_EXTRACTED RECORDS_
● ● ● ●

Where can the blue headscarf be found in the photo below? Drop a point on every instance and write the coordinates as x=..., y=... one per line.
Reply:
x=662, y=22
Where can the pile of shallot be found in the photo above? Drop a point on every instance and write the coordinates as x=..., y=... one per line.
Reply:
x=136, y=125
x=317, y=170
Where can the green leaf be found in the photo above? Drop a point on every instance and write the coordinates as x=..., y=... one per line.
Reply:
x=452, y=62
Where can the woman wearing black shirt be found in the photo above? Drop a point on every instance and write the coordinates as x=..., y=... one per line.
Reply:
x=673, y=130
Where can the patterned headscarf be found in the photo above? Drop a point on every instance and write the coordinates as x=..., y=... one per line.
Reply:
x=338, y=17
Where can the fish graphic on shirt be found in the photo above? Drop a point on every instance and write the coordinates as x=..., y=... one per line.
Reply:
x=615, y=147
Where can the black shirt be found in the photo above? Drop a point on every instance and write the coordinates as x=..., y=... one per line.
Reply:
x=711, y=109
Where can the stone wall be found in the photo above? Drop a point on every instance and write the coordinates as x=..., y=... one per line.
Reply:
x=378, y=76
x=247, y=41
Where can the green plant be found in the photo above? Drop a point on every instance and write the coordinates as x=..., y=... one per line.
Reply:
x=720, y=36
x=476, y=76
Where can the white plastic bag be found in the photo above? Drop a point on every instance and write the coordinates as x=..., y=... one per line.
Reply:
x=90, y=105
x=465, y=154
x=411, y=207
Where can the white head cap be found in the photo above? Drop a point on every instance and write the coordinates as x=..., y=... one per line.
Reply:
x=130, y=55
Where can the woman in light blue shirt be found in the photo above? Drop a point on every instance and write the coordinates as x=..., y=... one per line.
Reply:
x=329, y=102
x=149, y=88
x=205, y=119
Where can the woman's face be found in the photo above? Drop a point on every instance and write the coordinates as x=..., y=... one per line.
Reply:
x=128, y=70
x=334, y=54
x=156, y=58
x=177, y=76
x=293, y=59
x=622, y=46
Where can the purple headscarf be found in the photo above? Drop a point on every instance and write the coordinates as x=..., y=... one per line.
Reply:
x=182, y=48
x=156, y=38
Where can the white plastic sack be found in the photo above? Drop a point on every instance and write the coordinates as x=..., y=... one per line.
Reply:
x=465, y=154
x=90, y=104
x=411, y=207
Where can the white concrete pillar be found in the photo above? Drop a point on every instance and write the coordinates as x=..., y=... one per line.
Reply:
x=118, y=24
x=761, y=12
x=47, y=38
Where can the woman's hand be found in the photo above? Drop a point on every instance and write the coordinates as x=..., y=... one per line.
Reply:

● ● ● ●

_PROBLEM REQUIREMENTS_
Copy each line containing the word "black" from the data.

_RESULT_
Where can the woman wearing black shirt be found in the photo above? Drop a point on every instance and write the coordinates as x=..., y=... one per line.
Where can the black shirt be found in the photo above? Drop a point on every instance and write the coordinates as x=..., y=... one per line.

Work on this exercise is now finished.